→ Extrait du document
Cette meilleure amie, une charmante métisse indo-française, est une ancienne collègue, que je sature de plaisir avec mes histoires de TALAS. Elle adore m’écouter quand je parle de TALAS, ses yeux noirs prennent alors l’éclat vitreux de cette roche volcanique appelée obsidienne, et elle se met parfois à regretter que son père ne lui a pas raconté de la même façon, son enfance dans les quartiers bandés de Bombay.
Ma meilleure amie, rien ne nous prédestinait au départ à devenir amis. Lorsque je l’ai rencontrée dans cette boite où je bossais avant, je ne devais être que son BACKUP. Ce terme « méprisant » donné à des collaborateurs sensés remplacer au pied levé, un titulaire au poste en cas d’indisponibilité brutale de celui-ci.
Heureusement que dotée de profondes valeurs humaines, ma jeune et très très compétente « titulaire », ne m’avait jamais considéré comme un simple BACKUP, pour elle j’étais avant tout un Homme et un collaborateur. Alors, non seulement elle m’a appris beaucoup, mais vraiment beaucoup dans le métier de l’informatique, malgré son jeune âge (c’est une surdouée), on a finit par devenir amis, des vrais amis. Les femmes telles que je les aime.
On se faisait beaucoup de cadeaux. Non pas des canapés en cuir, des Weston ou des parfums Nina Ricci, mais des petites choses : des cartes postales, des petits T-shirt à 10 balles, des invitations au resto, des CD, des sorties aux cinémas, des romans, etc….
Et un jour elle m’offrit pour la première fois une cassette vidéo. Qu’y avait-il dedans ?
Elle me dit, « tu ouvres seulement quand tu seras chez toi »
Je lui fis un gros bisou sur la joue en remerciement, comme d’habitude et je rentrais chez moi, pressé de découvrir le contenu de la cassette.
Arrivé chez moi, je prends quand même toutes les précautions avant de l’ouvrir et la visionner. Sait on jamais. En effet, il y a des parents qui ont eu à offrir des cassettes vidéos à leurs enfants de 7 ans, achetés au supermarché et sur lesquelles c’était bien écrit Peter Pan, et qui contenait autre chose à l’intérieur. « Bidia, bia ba tata » comme on dit chez nous.

→ Ensemble des items
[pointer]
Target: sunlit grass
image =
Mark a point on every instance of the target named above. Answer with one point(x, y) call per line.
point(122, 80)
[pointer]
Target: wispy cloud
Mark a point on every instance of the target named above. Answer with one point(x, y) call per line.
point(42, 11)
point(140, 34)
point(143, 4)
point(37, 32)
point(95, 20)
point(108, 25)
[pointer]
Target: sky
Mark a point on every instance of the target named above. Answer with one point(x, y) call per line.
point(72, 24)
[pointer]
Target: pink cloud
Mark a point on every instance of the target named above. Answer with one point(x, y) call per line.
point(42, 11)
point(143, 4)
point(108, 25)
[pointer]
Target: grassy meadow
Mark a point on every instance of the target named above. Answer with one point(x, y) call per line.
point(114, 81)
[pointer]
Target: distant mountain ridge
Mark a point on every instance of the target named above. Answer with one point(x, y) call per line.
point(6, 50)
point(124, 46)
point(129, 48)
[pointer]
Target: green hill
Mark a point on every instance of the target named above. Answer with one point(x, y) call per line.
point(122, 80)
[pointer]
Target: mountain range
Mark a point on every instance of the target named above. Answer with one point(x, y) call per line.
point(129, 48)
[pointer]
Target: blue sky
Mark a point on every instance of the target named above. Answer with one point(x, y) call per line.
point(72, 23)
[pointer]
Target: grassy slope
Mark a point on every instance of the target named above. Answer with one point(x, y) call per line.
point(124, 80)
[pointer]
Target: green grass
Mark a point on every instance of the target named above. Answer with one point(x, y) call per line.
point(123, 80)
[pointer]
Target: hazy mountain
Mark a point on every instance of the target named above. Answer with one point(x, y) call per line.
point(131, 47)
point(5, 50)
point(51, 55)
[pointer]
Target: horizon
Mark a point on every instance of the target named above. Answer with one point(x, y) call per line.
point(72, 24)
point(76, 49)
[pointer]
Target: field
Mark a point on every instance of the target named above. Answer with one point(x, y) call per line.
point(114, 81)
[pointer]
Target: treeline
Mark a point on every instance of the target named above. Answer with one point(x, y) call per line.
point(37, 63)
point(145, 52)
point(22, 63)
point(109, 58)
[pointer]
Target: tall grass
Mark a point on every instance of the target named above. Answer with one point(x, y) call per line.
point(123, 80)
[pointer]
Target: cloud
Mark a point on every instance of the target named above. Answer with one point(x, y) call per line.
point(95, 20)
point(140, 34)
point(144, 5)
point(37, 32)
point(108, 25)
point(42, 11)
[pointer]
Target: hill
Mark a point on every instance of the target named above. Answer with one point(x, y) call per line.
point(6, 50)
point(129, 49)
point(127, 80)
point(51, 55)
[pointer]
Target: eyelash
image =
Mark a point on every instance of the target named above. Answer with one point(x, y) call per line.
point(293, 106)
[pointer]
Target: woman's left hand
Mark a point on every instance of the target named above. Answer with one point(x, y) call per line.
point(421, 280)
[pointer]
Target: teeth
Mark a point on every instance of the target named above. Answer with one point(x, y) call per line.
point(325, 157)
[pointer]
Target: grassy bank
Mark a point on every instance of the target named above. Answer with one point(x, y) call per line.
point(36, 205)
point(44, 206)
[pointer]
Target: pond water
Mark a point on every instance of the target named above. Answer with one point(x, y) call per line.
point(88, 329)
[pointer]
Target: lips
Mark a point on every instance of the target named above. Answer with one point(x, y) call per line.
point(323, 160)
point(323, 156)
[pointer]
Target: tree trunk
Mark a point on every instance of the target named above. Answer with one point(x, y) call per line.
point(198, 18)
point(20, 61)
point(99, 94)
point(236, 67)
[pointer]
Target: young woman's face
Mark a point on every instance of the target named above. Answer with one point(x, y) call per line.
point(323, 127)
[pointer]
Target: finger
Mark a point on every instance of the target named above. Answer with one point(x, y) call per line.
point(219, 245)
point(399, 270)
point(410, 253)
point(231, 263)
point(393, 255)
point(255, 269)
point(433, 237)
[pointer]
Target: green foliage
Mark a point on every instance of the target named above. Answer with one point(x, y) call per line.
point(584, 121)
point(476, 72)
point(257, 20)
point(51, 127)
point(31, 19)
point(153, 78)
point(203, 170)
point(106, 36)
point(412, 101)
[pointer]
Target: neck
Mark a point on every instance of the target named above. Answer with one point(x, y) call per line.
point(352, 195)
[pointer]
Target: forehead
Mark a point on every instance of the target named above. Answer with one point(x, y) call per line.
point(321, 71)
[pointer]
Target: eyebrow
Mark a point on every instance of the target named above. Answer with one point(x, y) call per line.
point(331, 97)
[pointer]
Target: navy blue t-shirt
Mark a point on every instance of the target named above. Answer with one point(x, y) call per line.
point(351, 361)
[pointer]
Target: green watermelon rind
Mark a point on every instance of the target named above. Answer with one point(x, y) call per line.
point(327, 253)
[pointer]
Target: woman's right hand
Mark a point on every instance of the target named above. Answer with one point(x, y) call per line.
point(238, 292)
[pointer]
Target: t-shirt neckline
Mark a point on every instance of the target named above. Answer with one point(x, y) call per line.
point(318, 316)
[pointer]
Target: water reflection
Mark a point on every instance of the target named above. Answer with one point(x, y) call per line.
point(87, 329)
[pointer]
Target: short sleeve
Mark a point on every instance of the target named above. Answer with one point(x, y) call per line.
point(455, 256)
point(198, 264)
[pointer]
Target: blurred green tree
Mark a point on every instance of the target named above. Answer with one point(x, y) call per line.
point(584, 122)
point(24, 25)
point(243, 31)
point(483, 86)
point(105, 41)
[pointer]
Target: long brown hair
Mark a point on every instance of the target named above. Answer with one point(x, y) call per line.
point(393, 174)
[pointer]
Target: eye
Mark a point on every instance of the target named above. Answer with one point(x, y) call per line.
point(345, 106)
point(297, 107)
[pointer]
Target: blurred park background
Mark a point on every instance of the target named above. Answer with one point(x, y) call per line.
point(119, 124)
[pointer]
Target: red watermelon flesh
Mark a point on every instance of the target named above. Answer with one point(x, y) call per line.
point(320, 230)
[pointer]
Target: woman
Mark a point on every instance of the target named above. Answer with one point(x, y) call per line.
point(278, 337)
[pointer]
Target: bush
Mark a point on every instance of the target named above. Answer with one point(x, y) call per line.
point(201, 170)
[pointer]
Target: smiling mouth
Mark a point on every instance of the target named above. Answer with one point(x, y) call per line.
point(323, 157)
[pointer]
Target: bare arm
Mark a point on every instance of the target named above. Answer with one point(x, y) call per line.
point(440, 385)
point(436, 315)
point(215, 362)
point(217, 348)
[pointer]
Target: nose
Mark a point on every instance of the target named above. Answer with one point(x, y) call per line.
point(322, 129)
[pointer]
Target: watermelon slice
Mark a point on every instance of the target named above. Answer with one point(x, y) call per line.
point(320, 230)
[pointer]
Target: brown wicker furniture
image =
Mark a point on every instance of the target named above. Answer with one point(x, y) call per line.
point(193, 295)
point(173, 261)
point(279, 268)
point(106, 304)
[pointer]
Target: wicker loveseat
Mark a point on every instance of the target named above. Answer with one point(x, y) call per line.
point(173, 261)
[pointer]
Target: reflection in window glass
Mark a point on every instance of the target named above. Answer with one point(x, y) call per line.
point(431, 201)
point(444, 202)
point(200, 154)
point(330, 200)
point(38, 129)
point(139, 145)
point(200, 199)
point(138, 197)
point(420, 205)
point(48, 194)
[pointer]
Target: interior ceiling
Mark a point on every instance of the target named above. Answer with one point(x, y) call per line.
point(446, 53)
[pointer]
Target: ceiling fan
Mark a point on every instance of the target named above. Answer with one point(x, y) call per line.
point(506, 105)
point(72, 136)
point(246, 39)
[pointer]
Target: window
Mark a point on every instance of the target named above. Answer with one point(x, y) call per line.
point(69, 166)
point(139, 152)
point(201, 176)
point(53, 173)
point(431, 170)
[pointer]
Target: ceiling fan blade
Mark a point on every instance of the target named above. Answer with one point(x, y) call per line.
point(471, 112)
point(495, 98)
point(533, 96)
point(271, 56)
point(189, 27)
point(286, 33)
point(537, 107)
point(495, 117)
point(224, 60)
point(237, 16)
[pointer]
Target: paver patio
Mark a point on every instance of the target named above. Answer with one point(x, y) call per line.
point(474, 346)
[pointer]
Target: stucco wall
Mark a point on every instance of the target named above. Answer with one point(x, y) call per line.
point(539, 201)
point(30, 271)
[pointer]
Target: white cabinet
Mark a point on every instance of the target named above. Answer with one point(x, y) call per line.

→ Contenu de la tâche
Pourriez-vous recopier, dans le récit sur la meilleure amie, le passage qui va de « Ma meilleure amie, rien » jusqu’à « brutale de celui-ci. » ?

→ Résultat obtenu
Ma meilleure amie, rien ne nous prédestinait au départ à devenir amis. Lorsque je l’ai rencontrée dans cette boite où je bossais avant, je ne devais être que son BACKUP. Ce terme « méprisant » donné à des collaborateurs sensés remplacer au pied levé, un titulaire au poste en cas d’indisponibilité brutale de celui-ci.